[START OF The records]
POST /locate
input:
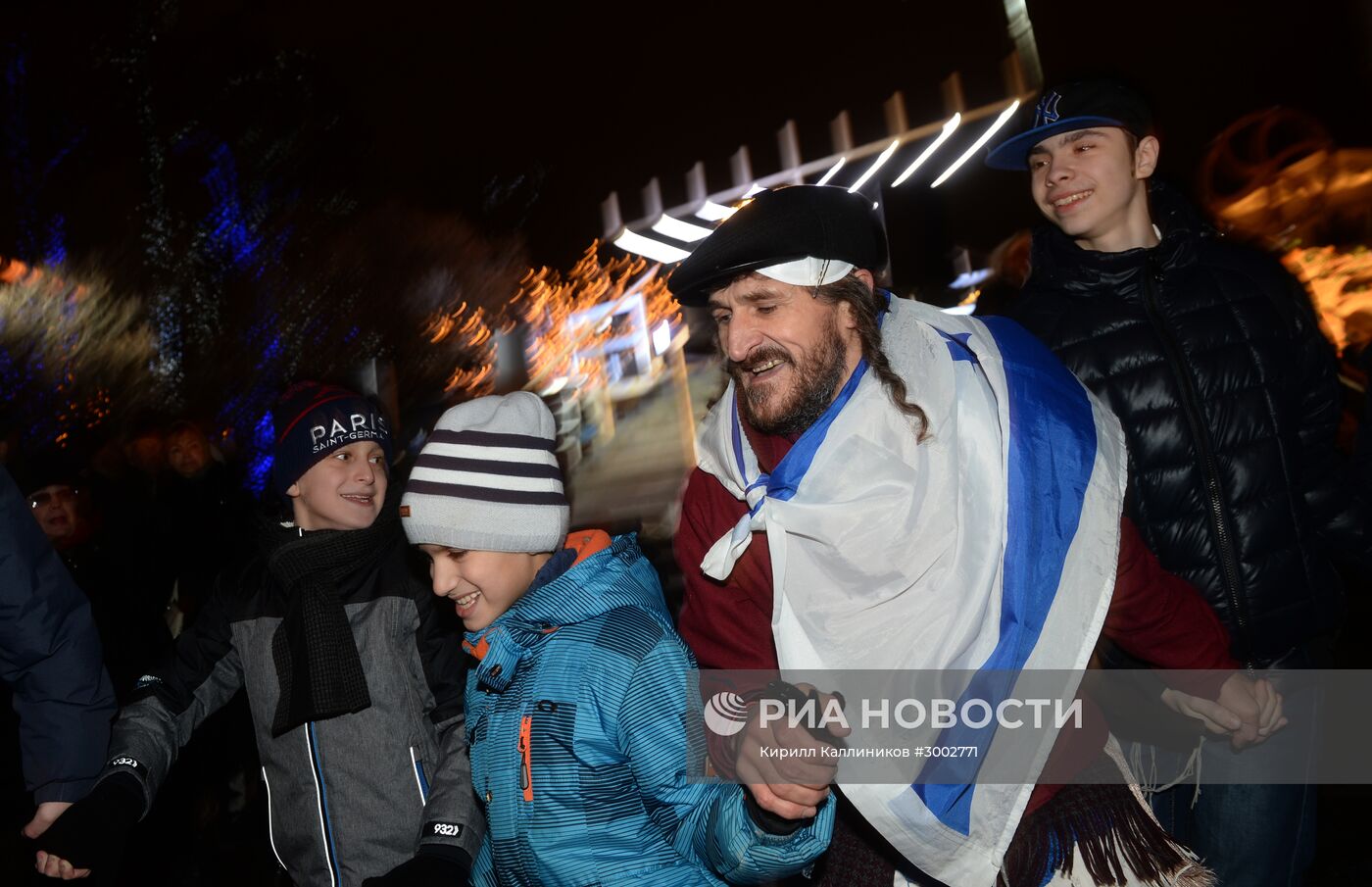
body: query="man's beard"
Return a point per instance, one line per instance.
(813, 382)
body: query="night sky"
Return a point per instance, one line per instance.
(521, 119)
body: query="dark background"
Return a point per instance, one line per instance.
(521, 117)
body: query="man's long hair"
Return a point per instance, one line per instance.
(867, 305)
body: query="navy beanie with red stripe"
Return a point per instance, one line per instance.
(312, 420)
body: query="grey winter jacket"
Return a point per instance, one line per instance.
(349, 797)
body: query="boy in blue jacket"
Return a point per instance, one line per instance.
(579, 718)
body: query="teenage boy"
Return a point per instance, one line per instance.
(1211, 359)
(579, 719)
(353, 682)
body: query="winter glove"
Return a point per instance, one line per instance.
(434, 865)
(92, 831)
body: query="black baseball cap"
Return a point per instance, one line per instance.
(830, 226)
(1074, 106)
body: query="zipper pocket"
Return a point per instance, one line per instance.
(270, 835)
(525, 769)
(418, 776)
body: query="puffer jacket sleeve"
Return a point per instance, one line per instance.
(50, 657)
(1338, 504)
(707, 822)
(452, 815)
(202, 675)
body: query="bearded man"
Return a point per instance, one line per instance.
(933, 492)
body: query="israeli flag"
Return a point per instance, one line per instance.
(987, 547)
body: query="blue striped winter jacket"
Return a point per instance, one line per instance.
(583, 733)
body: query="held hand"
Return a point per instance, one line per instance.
(55, 866)
(47, 863)
(1248, 710)
(44, 815)
(785, 766)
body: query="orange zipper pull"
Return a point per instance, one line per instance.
(525, 774)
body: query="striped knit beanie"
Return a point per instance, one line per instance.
(487, 479)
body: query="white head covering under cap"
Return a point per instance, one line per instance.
(808, 272)
(487, 479)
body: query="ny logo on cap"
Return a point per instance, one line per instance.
(1047, 110)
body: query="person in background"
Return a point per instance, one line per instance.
(1210, 356)
(50, 658)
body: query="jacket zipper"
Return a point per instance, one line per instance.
(322, 800)
(270, 832)
(525, 770)
(1228, 562)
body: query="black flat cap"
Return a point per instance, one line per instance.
(784, 225)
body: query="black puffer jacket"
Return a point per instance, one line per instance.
(1210, 356)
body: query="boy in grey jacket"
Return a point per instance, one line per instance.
(356, 689)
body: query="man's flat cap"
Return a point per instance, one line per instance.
(803, 233)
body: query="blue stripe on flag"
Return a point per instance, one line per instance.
(1053, 448)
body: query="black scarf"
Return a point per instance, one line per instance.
(318, 665)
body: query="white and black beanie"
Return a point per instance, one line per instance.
(487, 479)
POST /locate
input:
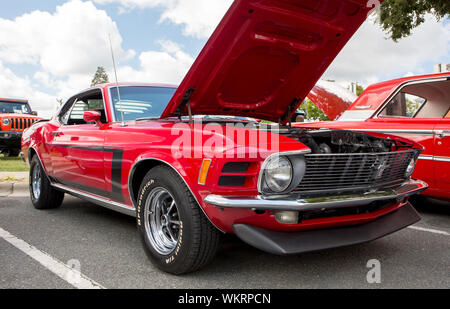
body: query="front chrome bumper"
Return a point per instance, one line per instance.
(295, 202)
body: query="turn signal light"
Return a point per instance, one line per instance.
(287, 217)
(204, 171)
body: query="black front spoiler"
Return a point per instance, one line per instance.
(283, 243)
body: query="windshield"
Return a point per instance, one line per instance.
(140, 101)
(14, 108)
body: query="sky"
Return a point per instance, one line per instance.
(50, 49)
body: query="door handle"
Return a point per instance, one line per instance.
(441, 133)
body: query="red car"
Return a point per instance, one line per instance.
(15, 117)
(142, 149)
(416, 108)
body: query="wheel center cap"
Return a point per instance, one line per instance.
(164, 220)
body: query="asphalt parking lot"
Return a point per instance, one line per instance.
(109, 252)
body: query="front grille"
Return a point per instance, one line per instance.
(352, 172)
(21, 123)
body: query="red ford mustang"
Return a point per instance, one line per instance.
(145, 150)
(416, 108)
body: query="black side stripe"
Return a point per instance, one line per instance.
(116, 174)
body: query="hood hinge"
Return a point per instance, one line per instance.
(287, 115)
(185, 102)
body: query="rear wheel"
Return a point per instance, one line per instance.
(43, 195)
(177, 236)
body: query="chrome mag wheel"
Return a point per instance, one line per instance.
(162, 222)
(36, 181)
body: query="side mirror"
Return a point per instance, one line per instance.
(92, 116)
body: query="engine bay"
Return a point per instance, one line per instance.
(340, 141)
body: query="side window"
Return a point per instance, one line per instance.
(93, 101)
(403, 105)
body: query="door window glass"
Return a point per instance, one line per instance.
(403, 105)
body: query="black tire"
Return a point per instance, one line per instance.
(197, 240)
(49, 197)
(11, 153)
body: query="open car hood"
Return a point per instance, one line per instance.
(331, 98)
(265, 56)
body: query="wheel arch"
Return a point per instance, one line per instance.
(136, 176)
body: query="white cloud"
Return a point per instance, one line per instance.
(199, 18)
(169, 65)
(73, 40)
(13, 86)
(370, 56)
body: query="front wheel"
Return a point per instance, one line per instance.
(177, 236)
(43, 195)
(11, 153)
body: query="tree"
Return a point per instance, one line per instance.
(400, 17)
(100, 77)
(312, 112)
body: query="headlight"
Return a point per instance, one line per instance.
(278, 174)
(410, 168)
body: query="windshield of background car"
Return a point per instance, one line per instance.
(140, 101)
(14, 108)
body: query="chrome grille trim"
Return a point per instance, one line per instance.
(350, 172)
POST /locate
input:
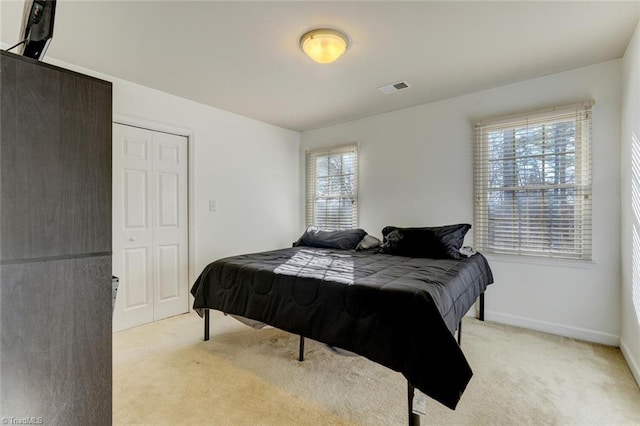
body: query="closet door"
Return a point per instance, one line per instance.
(150, 238)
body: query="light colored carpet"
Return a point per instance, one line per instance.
(164, 373)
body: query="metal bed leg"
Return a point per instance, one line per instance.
(301, 350)
(206, 325)
(414, 419)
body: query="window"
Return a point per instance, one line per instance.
(533, 184)
(332, 187)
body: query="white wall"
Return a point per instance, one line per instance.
(416, 169)
(248, 167)
(630, 330)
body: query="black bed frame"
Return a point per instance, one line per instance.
(414, 419)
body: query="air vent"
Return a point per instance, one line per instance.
(394, 87)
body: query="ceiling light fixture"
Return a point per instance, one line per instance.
(324, 45)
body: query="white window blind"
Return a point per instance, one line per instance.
(533, 183)
(332, 187)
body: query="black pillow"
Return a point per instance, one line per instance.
(346, 239)
(438, 242)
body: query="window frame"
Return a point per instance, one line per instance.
(311, 180)
(541, 238)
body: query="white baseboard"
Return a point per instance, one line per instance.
(553, 328)
(633, 363)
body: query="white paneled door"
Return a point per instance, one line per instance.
(150, 233)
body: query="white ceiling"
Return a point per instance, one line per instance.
(245, 57)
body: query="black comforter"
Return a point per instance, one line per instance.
(398, 311)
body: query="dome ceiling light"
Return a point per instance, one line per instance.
(324, 45)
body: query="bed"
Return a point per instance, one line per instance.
(399, 311)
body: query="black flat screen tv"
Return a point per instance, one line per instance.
(36, 31)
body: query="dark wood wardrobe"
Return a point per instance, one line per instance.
(55, 245)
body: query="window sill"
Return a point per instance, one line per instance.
(542, 261)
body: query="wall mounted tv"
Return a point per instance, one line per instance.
(36, 31)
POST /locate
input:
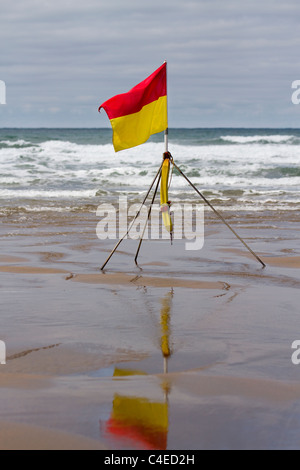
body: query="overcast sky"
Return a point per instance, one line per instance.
(231, 63)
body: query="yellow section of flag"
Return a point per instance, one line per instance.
(135, 129)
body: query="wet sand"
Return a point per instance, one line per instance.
(87, 351)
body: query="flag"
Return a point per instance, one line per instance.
(139, 113)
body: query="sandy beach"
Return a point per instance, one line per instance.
(87, 351)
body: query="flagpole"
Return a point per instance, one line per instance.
(166, 140)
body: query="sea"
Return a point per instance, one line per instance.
(75, 170)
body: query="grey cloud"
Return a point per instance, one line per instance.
(222, 57)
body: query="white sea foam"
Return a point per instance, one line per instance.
(264, 168)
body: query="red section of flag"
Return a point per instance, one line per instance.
(149, 90)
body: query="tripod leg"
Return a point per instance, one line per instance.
(149, 213)
(131, 225)
(219, 215)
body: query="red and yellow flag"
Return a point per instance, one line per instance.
(139, 113)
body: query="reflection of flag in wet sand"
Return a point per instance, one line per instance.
(144, 422)
(139, 420)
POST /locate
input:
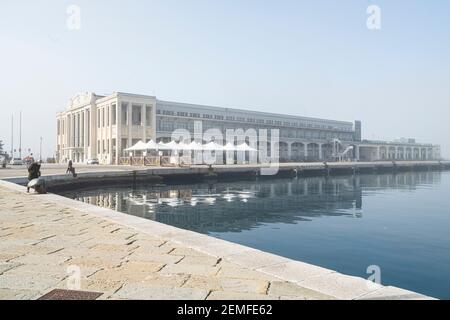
[END OF The records]
_Direction:_ Reproduce the listing word for word from its start through the line containing "(1047, 110)", including that line, and omit the pictures from your reply.

_Task result:_
POST /locate
input:
body: query="man's beard"
Return a point per instance, one line per instance.
(813, 382)
body: query="night sky"
Return a point per instance, one line per instance.
(521, 119)
body: query="dark background"
Return a point per instance, one line per instance.
(521, 117)
body: query="man's long hair"
Return a point per instance, one line per instance.
(867, 305)
body: query="navy beanie with red stripe"
Return a point per instance, one line per instance.
(312, 420)
body: query="grey winter jacket"
Return a point per instance, one line per instance.
(349, 797)
body: query="boy in blue jacket"
Return a point per instance, one line per instance.
(579, 718)
body: query="teenage boy"
Return a point per instance, one line per instance.
(1211, 359)
(579, 719)
(353, 682)
body: query="winter glove"
Return a point per instance, one line per instance.
(434, 865)
(92, 831)
body: query="black baseball cap"
Return a point per instance, one line per instance.
(830, 226)
(1074, 106)
body: query="zipper pocket"
Return a point per instance, one line per instance.
(270, 835)
(525, 769)
(418, 776)
body: query="puffer jacket sleeve"
Return a point per instance, one line per instance.
(50, 657)
(1338, 504)
(707, 822)
(452, 815)
(202, 675)
body: query="bearded man"
Return a point per instance, one line per instance.
(933, 492)
body: query="israeli flag"
Return a point per instance, one line per instance.
(987, 547)
body: query="blue striped winter jacket"
Return a point per instance, one line per instance.
(583, 733)
body: query="held hand"
Return a point per instance, one line per instance.
(55, 866)
(47, 863)
(1248, 710)
(44, 815)
(785, 766)
body: query="orange zipper pull"
Return a point per instance, one line per instance.
(525, 774)
body: query="striped knit beanie"
Return a point per instance, one line per instance.
(487, 479)
body: query="white head covering under cap"
Return a point per instance, one line per instance.
(808, 272)
(487, 479)
body: query="ny logo on cap"
Return a point per instance, one line per instance.
(1047, 110)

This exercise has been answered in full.